**Material for this task**
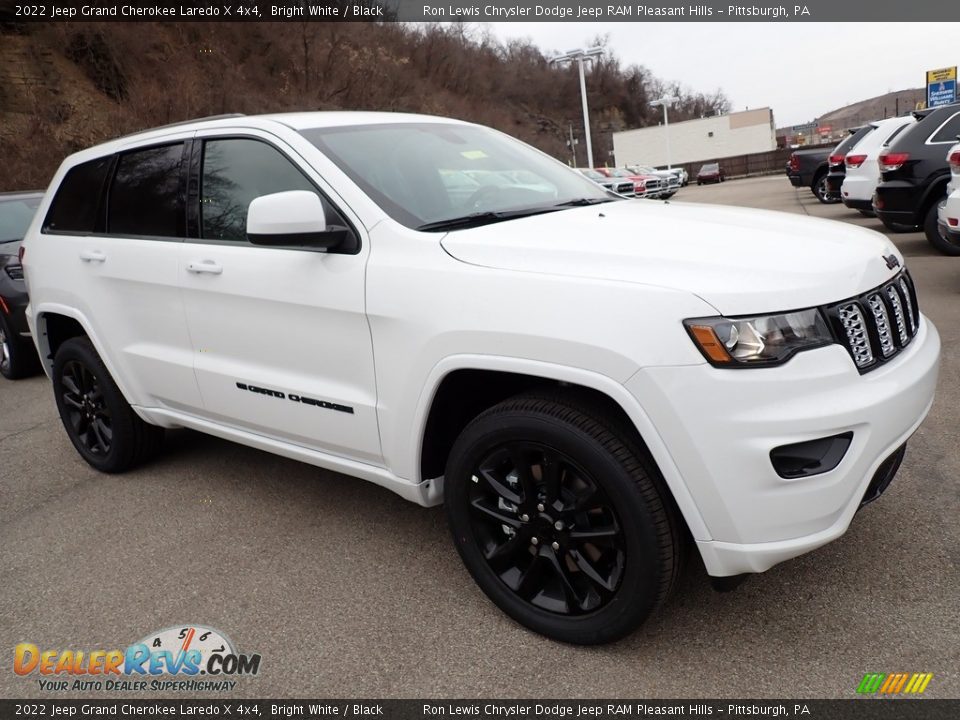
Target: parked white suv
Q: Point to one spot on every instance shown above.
(862, 171)
(948, 213)
(586, 381)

**The exercise**
Can you copy every item above line for line, leaving out the pictures?

**Answer to this task**
Target: parked white suv
Q: Point to one spot on every instance shown above.
(862, 171)
(948, 213)
(586, 381)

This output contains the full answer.